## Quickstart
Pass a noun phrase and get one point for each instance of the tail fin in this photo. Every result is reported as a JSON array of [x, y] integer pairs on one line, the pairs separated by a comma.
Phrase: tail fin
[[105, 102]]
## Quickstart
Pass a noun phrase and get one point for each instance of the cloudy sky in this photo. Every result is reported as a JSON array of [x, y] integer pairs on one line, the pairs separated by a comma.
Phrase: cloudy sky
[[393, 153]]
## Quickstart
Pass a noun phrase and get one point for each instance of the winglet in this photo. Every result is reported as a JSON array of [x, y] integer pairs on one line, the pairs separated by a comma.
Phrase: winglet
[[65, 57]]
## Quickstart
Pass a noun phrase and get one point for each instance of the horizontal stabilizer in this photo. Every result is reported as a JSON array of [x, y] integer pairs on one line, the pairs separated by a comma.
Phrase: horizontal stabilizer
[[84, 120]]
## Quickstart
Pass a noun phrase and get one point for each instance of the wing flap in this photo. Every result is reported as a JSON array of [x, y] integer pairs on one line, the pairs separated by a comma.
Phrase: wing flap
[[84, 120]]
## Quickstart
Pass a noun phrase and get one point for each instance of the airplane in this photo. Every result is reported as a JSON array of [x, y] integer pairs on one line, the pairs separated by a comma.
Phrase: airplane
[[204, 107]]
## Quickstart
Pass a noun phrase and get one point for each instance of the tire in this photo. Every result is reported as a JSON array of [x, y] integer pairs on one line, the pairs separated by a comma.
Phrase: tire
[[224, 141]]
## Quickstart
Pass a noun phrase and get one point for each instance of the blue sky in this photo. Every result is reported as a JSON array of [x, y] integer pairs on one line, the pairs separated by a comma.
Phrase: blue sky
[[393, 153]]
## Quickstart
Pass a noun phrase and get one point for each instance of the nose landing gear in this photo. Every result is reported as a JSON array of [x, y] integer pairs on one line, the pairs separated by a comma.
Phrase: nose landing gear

◆ YOUR GOAL ◆
Every entry in the data should be returned exactly.

◆ RESPONSE BOX ◆
## Quickstart
Pass a noun phrase and get one point for each instance of the tail fin in this photo. Every result is reported as a JSON array of [x, y] integer pairs on one line, the pairs separated by a comma.
Phrase: tail fin
[[105, 102]]
## Quickstart
Pass a noun phrase and get one point for each instance of the cloudy sky in this photo. Every result is reported as a JSON array of [x, y] integer pairs on one line, the pairs separated by a comma.
Phrase: cloudy sky
[[393, 153]]
## Quickstart
Pass a noun phrase and get one point for each instance of the winglet in this photo. Every result is reported as a JSON array of [x, y] integer pairs on one line, the pairs separated by a comma.
Phrase: winglet
[[65, 57]]
## Quickstart
Pass a noun phrase and get one point for each instance of the horizontal stabilizer in this photo. Every result is reported as a JSON array of [x, y] integer pairs on one line, the pairs separated by a comma.
Phrase: horizontal stabilizer
[[84, 120]]
## Quickstart
Pass a noun phrase and get one point for each instance of the wing flap in this photo. Every result is reported as a JSON array of [x, y] integer pairs on one line, the pairs separated by a comma.
Phrase: wing flap
[[84, 120]]
## Quickstart
Pass a noun phrase and get one point for each instance of the airplane in this photo. Every result is reported as a JSON array of [x, y] integer pairs on one line, the pairs separated by a comma.
Phrase: airplane
[[204, 107]]
## Quickstart
Pass a noun phrase and get one point for each instance of the tire in this photo. Every result is reported as a JSON array of [x, y] integer pairs on one line, the pairs separated by a comma.
Phrase: tire
[[224, 141]]
## Quickstart
Pass a noun phrase and get one point for each instance of the blue sky in this photo. Every result is reported as a JSON array of [x, y] integer pairs on one line, the pairs separated by a comma.
Phrase: blue sky
[[393, 153]]
## Quickstart
Pass a noun phrase and get one point for each instance of the nose landing gear in this photo. Every result is reported as a JSON array of [x, y] integer pairs on one line, the pairs separated by a comma.
Phrase: nose landing gear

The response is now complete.